**ACTIVITY 1:** Transcribe the stretch of the "Looking Back in Beacon" column from "150 Years Ago" through "build the structure.".
**ACTIVITY 2:** List every dollar amount that appears in the "Looking Back in Beacon" column.

**SELECTED TEXT:**
......
Looking Back in Beacon

Editor’s note: Beacon was created in 1913 from Matteawan and Fishkill Landing.

150 Years Ago (September 1871)

The Fishkill Landing correspondent for a Brooklyn newspaper reported that authorities were looking for a woman who apparently starved a 7-year-old boy to death at Stormville. The child, who belonged to the “strong woman” of O’Brien’s circus, had been locked in a room with his hands behind his back. According to the reporter, the woman had purchased the child in Paris for $100 to perform with her.

A portion of the dock at Dutchess Junction gave way, sending about 20 tons of pig iron that had been piled up awaiting shipment into the river.

The Newburgh Journal decried the “lounging rowdies” who insulted and often robbed passengers waiting at the Fishkill Landing train depot.

The inhabitants of Glenham approved a new school, voting to raise $1,500 to purchase a site and $7,000 to build the structure.
......
(Segmentation mask data)
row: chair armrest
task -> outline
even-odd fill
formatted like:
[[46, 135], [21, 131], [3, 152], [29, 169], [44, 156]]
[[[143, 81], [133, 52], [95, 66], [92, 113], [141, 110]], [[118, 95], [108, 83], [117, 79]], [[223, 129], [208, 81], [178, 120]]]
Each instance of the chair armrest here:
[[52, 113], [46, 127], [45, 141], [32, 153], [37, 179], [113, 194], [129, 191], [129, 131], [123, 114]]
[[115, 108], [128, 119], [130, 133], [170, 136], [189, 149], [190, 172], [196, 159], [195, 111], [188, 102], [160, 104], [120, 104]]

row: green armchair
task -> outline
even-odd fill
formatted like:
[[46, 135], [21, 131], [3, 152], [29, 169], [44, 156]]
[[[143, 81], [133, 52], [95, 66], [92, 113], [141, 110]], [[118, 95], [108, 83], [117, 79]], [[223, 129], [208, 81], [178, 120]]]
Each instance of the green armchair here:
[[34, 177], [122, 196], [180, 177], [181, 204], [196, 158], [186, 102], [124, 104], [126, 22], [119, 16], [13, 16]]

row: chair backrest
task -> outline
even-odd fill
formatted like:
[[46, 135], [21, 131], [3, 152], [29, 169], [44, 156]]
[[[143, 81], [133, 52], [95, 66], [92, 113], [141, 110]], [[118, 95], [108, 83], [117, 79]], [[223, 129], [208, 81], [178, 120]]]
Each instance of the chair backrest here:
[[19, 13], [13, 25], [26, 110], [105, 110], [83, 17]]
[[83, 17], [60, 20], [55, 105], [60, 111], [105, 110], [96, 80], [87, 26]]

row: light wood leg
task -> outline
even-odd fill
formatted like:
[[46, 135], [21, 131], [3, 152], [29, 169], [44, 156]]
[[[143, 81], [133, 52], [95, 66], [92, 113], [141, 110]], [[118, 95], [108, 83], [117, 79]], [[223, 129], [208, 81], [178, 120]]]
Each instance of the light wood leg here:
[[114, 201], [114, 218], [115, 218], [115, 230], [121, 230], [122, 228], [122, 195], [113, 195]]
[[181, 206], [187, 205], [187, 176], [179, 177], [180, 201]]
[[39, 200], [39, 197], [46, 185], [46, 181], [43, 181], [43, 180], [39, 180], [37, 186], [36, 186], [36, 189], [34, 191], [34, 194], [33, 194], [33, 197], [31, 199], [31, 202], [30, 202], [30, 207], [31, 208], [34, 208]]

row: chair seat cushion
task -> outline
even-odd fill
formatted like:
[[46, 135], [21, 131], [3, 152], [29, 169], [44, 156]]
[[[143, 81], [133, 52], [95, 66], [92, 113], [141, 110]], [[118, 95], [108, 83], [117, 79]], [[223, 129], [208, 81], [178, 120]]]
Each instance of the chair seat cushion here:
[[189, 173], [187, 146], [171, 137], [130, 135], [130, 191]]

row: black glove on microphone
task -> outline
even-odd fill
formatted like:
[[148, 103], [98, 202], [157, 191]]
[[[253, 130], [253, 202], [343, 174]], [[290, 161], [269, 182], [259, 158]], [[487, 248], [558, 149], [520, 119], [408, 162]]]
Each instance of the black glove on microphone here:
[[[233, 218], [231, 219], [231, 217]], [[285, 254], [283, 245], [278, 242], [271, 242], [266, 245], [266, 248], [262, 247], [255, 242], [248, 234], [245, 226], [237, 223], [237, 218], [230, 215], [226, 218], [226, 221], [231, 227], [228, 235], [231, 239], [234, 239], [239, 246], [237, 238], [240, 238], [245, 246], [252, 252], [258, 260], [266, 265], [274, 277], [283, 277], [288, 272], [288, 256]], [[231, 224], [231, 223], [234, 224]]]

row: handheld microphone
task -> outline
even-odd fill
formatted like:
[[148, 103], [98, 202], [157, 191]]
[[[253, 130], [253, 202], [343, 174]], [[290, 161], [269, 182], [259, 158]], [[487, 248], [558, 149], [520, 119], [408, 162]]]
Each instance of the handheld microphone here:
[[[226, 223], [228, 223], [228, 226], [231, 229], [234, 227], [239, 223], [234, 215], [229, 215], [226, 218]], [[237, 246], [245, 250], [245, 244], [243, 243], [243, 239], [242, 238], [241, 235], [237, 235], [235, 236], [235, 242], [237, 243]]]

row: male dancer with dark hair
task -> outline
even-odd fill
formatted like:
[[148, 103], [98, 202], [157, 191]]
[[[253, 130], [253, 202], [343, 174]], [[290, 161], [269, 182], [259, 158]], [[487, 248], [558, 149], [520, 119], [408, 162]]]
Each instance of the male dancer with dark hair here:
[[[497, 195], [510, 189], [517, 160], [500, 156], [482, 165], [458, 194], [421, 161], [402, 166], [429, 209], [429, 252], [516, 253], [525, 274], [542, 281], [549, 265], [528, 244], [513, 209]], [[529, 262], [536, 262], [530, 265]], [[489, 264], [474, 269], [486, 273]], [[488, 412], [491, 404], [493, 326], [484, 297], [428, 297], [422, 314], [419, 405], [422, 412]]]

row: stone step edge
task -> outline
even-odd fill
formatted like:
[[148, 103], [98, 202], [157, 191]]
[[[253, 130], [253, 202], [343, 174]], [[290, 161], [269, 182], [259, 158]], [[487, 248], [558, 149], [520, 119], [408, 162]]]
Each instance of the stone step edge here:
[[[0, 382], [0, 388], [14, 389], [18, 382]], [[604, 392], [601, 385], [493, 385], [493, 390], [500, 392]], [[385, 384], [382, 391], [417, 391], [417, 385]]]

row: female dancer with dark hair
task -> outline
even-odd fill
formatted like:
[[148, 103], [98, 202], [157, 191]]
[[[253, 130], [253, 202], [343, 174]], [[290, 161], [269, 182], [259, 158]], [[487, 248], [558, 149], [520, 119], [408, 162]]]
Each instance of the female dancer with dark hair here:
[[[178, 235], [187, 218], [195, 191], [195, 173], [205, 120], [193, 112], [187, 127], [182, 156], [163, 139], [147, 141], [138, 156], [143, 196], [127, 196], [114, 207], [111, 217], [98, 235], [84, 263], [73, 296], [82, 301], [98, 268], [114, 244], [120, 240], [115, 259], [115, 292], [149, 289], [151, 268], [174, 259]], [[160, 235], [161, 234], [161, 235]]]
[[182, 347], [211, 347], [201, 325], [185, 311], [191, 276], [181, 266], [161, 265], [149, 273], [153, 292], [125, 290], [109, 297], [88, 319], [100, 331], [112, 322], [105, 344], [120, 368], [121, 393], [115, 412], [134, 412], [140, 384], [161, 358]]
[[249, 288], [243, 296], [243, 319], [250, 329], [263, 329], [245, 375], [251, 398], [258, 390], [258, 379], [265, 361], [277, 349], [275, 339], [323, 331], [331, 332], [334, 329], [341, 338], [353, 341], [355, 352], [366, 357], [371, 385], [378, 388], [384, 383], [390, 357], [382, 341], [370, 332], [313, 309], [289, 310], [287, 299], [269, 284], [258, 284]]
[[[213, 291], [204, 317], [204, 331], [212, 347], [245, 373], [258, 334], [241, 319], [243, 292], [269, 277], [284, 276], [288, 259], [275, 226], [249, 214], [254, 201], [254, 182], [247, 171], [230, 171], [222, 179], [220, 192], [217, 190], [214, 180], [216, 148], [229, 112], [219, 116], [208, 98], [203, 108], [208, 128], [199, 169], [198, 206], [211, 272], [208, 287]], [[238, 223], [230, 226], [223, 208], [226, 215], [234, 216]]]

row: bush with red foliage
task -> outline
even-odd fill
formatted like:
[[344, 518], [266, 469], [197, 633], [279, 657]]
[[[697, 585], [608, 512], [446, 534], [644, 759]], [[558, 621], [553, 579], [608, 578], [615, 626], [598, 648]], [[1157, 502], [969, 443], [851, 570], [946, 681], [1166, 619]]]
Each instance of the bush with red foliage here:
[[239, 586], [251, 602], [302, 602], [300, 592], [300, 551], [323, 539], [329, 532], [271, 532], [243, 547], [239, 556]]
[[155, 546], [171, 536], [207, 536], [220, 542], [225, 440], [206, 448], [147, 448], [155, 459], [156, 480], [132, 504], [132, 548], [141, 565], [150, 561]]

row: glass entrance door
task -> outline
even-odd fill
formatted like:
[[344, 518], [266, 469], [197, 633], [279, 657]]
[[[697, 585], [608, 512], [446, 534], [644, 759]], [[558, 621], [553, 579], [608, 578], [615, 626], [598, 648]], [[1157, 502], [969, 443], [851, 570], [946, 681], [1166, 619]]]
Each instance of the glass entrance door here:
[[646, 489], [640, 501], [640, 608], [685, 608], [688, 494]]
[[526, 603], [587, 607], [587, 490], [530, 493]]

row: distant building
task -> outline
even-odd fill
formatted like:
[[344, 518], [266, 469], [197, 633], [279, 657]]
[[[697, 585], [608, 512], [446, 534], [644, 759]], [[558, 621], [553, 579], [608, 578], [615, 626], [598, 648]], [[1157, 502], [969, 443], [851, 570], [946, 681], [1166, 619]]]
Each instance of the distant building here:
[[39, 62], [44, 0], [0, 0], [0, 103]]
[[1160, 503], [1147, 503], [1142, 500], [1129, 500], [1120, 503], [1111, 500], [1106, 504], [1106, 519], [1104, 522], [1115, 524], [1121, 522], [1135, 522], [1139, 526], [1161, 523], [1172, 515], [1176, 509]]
......
**ANSWER 1:**
150 Years Ago (September 1871)

The Fishkill Landing correspondent for a Brooklyn newspaper reported that authorities were looking for a woman who apparently starved a 7-year-old boy to death at Stormville. The child, who belonged to the “strong woman” of O’Brien’s circus, had been locked in a room with his hands behind his back. According to the reporter, the woman had purchased the child in Paris for $100 to perform with her.

A portion of the dock at Dutchess Junction gave way, sending about 20 tons of pig iron that had been piled up awaiting shipment into the river.

The Newburgh Journal decried the “lounging rowdies” who insulted and often robbed passengers waiting at the Fishkill Landing train depot.

The inhabitants of Glenham approved a new school, voting to raise $1,500 to purchase a site and $7,000 to build the structure.

**ANSWER 2:**
$100
$1,500
$7,000